start Records shown
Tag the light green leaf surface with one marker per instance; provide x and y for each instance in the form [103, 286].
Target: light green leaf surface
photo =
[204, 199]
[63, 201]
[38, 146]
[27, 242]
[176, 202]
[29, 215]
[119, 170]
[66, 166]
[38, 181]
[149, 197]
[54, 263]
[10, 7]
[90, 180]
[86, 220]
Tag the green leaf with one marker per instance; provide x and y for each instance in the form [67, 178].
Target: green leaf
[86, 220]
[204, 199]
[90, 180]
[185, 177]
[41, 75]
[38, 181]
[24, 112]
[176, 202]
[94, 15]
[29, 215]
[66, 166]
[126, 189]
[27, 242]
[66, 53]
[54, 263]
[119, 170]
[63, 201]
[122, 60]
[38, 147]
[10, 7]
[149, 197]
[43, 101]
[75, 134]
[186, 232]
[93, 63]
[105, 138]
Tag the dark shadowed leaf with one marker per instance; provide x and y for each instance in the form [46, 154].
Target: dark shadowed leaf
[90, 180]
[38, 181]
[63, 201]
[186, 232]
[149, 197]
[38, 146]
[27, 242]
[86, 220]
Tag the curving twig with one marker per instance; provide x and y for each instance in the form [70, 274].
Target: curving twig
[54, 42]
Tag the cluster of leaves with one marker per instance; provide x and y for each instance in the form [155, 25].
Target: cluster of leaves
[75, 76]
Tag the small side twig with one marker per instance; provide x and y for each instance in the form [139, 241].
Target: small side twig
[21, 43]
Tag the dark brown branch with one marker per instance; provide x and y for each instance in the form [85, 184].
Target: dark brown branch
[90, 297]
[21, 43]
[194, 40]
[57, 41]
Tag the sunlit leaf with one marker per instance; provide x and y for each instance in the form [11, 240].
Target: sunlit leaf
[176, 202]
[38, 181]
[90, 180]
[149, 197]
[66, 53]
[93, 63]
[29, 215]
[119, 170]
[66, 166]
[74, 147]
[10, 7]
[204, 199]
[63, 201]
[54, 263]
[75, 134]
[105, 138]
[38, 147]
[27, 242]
end Records shown
* **Written problem**
Reproduce the data from the line containing "Tag the small" up to and including the final line, keeping every request as it stands. Rescale each answer's x and y coordinates by multiplying them by 0.4 and rounding to whole numbers, with halves rounded up.

* **Right answer**
Tag the small side twig with one marker per instance; provide x and y for each instance in the form [139, 241].
Target: small side twig
[8, 17]
Tag the dark brown branch with one marker per instance; provide x and y for each instance in the form [85, 184].
Target: dark brown branch
[36, 119]
[8, 17]
[78, 16]
[23, 16]
Tag the sunlit leaf with one marker per instance; provide x and y for each instance in the form [11, 240].
Target: sunlit leaf
[70, 81]
[15, 72]
[36, 72]
[60, 79]
[26, 21]
[37, 25]
[12, 86]
[48, 68]
[26, 66]
[30, 59]
[4, 3]
[82, 80]
[25, 80]
[22, 105]
[30, 54]
[42, 55]
[15, 59]
[11, 97]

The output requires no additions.